• **TO DO**:
a – In the banking interview, condense the paragraph beginning "At the moment, I'm bullish on the banking sector" into a short bulleted list that keeps its main facts.
b – Summarize the banking interview in two sentences.
c – Reproduce the banking interview word for word from "So you’re bullish" to "Buy the chaos.".

----- PAGE EXCERPT

Yes, this is a very critical juncture. You’re in a window here for a couple more months. We’ll make or break whether my bull case for banks plays out, or whether they wind up in a ditch.
So you’re bullish on the banking sector?
At the moment, I’m bullish on the banking sector. But, in the end, good economics is good politics. I think there’s enough collective pressure by
corporate America to not fritter away this opportunity. It’s testing my conviction. I’m saying my earnings adjustments are at risk, because of the paralysis for business activity, but I still think you come out on the other side.
It’s like when you take Amtrak: All aboard! So I’m shouting All aboard the bank train, but I’m also shouting, Mind the gap! One year from now, I think you’ll be in a good place, but it’s tricky over the next month or two, depending on
how this policy stuff plays out. Especially in Europe. Boy, they were so pessimistic in Europe about what’s happening here from a policy standpoint. I guess what I’m saying is, Buy the chaos.
Wow, that’s a bold statement.
Well, you buy chaos, and you sell certainty.
It’s what Warren Buffett says: When everyone else is freaking out, be the buyer. That looks good when it works out. It doesn’t look so good when
it doesn’t.
Having said that, the caveat is, don’t go on vacation for more than two days.

----------
----- RECORD EXTRACTS

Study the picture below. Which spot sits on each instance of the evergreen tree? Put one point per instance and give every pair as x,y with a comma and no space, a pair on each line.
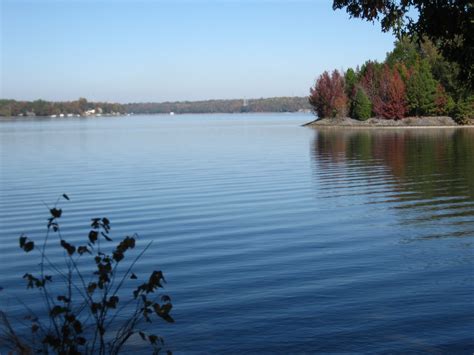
421,90
361,106
390,102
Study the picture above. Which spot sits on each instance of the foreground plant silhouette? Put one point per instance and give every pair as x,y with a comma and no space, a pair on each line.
89,312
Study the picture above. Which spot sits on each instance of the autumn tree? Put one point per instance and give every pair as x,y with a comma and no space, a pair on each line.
421,90
328,97
390,102
447,23
361,105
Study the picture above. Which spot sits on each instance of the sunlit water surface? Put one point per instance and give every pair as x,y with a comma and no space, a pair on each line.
273,237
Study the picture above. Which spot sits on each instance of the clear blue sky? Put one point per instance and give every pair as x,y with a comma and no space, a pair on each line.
135,51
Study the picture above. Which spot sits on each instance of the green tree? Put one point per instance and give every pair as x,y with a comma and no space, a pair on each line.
361,105
405,51
421,90
447,23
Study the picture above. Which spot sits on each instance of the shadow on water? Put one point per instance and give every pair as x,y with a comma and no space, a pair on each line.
426,175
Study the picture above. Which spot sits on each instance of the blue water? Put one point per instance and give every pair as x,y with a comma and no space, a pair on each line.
274,238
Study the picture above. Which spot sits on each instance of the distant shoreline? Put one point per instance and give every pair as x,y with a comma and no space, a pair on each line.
409,122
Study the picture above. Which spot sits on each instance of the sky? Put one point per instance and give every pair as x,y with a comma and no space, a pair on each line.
155,51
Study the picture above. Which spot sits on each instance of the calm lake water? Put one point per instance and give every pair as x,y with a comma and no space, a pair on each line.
274,238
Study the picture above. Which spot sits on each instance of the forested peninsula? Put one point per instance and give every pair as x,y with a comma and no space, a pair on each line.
83,107
415,85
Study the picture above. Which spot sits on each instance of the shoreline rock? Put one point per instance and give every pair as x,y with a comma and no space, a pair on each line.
409,122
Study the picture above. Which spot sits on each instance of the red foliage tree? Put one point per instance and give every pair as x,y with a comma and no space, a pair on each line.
370,79
390,101
328,97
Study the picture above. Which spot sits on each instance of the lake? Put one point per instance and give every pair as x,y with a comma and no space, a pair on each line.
274,238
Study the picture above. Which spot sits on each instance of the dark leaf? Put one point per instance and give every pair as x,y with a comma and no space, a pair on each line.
93,236
77,326
83,249
69,248
55,212
165,298
91,287
117,256
106,236
23,241
29,246
152,338
63,298
57,310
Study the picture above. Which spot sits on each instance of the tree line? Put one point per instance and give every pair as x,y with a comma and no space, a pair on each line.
275,104
48,108
82,106
414,80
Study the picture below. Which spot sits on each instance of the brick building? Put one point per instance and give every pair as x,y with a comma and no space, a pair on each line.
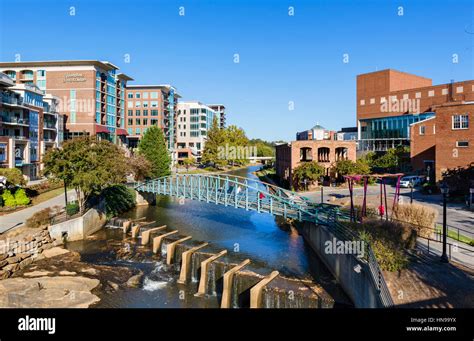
445,141
91,93
151,105
29,126
325,152
389,101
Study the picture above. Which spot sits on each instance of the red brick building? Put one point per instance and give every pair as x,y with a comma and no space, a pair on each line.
445,141
389,101
325,152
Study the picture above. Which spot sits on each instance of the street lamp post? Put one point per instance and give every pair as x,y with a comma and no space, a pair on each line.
445,191
471,192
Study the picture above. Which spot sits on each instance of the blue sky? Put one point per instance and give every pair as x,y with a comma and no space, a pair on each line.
282,58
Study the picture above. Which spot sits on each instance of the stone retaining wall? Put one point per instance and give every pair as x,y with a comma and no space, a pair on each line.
18,252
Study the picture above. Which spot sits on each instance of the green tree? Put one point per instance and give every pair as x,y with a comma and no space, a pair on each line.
213,148
237,145
21,198
309,171
188,162
139,166
14,176
87,165
153,147
8,199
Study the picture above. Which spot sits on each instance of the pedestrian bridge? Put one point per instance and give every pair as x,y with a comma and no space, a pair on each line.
255,195
238,192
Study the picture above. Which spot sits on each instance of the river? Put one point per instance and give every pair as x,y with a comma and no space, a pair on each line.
269,244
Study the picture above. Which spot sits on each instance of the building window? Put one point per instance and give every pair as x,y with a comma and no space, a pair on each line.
460,121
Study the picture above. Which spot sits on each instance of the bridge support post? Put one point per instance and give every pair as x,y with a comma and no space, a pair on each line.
186,263
228,279
171,247
157,240
205,273
256,291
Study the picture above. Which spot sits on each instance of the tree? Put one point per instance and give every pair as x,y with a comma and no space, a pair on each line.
87,165
309,171
349,167
188,162
215,142
237,145
14,176
139,166
153,147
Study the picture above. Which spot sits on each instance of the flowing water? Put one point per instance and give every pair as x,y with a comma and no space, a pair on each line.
245,234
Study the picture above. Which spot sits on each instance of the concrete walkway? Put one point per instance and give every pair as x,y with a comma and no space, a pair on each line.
18,218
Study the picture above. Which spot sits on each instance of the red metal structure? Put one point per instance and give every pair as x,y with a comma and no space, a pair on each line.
383,208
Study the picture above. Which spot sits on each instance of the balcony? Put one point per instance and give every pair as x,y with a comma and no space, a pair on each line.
14,100
15,121
51,125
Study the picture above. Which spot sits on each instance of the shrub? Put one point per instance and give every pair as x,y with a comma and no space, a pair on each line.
21,198
14,176
40,218
72,208
118,199
8,199
388,240
422,218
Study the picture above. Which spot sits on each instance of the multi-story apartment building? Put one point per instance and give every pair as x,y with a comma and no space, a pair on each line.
91,93
444,141
193,121
220,111
29,125
151,105
389,101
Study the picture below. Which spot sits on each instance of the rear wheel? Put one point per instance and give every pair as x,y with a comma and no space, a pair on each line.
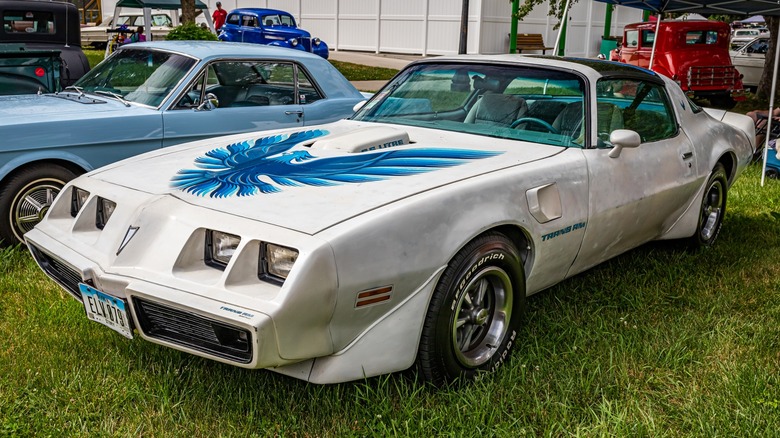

----------

• **EXERCISE RESPONSES**:
a –
- Currently bullish on the banking sector
- Believes good economics is good politics
- Thinks corporate America is putting enough collective pressure on to avoid frittering away the opportunity
- Says the situation is testing that conviction
- Warns that earnings adjustments are at risk because business activity is paralyzed
- Still expects to come out on the other side

b – The speaker is bullish on the banking sector but sees the next month or two as a critical window, with earnings adjustments at risk from paralyzed business activity and Europe especially pessimistic about policy here. The advice is to buy the chaos and sell certainty, echoing Warren Buffett's counsel to be the buyer when everyone else is freaking out, with the caveat not to go on vacation for more than two days.

c –
So you’re bullish on the banking sector?
At the moment, I’m bullish on the banking sector. But, in the end, good economics is good politics. I think there’s enough collective pressure by
corporate America to not fritter away this opportunity. It’s testing my conviction. I’m saying my earnings adjustments are at risk, because of the paralysis for business activity, but I still think you come out on the other side.
It’s like when you take Amtrak: All aboard! So I’m shouting All aboard the bank train, but I’m also shouting, Mind the gap! One year from now, I think you’ll be in a good place, but it’s tricky over the next month or two, depending on
how this policy stuff plays out. Especially in Europe. Boy, they were so pessimistic in Europe about what’s happening here from a policy standpoint. I guess what I’m saying is, Buy the chaos.